(Page excerpt)
I barged my way into a physics lesson and started pontificating to the class, as my old physics teacher looked on in horror. I did the same thing at a management consultancy where I worked briefly, storming in there and talking excitedly to everyone, a crowd gathering around me. Although I wasn't remotely religious, when at my most ill I thought I was on some kind of mission from God and was going to usher in the Second Coming. I remember seeing God's face in anything and everything.

It has been suggested that having a celebrity's ultra-outgoing personality might dispose someone to bipolar illness. At least one in 100 people has bipolar disorder. Most are ordinary, everyday people.

If you are mildly manic you bubble over with energy and creative ideas. If you are creative already, the ideas and imagination will overflow. I remember spouting poetry when wandering around Edinburgh Festival while manic. If I had had a gift for poetry, it might have been an incredibly productive phase for me.

I was first diagnosed as bipolar at 19, but the symptoms started when I was much younger. I went to a grammar school in Amersham, Buckinghamshire, and was a high achiever academically, as well as being very sporty and popular. But I was a real worrier, and always have been. In my early teens, if I got upset about something it would go on for several days. Later, I started having regular and increasingly severe mood swings.

The illness got more and more extreme. The highs were getting worse and I was losing all sense of reality. Instead of just seeming lively and chatty I was talking constantly – my speech became so fast I ceased to make any sense at all. I also did really odd things such as taking photos of people in the pub, or stealing a pint of milk from behind the bar and drinking it.

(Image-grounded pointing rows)
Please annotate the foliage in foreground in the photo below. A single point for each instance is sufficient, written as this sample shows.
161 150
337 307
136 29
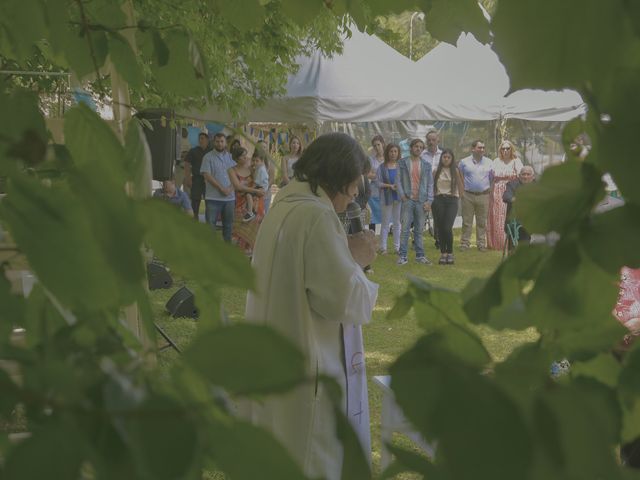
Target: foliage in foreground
94 406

(Exercise brief) List every geographic place name in the account of bipolar disorder. These rows come from a separate source.

(Your solution) Edinburgh, Amersham, Buckinghamshire